Task to complete
Copy out each entry precisely; no image belongs in the result.
********
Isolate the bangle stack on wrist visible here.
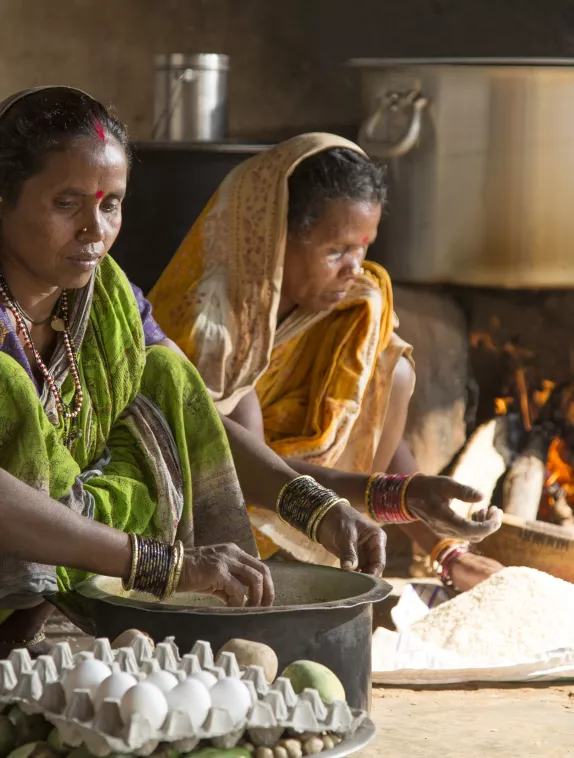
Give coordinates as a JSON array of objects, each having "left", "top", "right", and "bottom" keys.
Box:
[
  {"left": 277, "top": 475, "right": 350, "bottom": 542},
  {"left": 123, "top": 534, "right": 185, "bottom": 600},
  {"left": 365, "top": 473, "right": 419, "bottom": 524},
  {"left": 430, "top": 538, "right": 469, "bottom": 588}
]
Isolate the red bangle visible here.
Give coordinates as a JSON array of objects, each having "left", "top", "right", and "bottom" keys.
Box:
[
  {"left": 366, "top": 473, "right": 419, "bottom": 524},
  {"left": 438, "top": 545, "right": 469, "bottom": 587}
]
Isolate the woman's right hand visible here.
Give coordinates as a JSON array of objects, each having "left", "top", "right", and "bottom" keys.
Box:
********
Solution for this problem
Isolate the bangle stack on wrist visible here.
Give coordinates as a JSON array of objects, each having "left", "top", "right", and "bottom" keys.
Box:
[
  {"left": 277, "top": 475, "right": 350, "bottom": 542},
  {"left": 123, "top": 534, "right": 185, "bottom": 600},
  {"left": 365, "top": 473, "right": 419, "bottom": 524},
  {"left": 430, "top": 538, "right": 469, "bottom": 588}
]
Isolate the red bangle visible here.
Give coordinates as a JSON array of objects, each having "left", "top", "right", and "bottom" keys.
Box:
[
  {"left": 366, "top": 473, "right": 419, "bottom": 524},
  {"left": 438, "top": 545, "right": 469, "bottom": 587}
]
Isolate the woman's right hand visible here.
Give coordinates as a JSON array of objects, each having "left", "top", "right", and "bottom" keys.
Box:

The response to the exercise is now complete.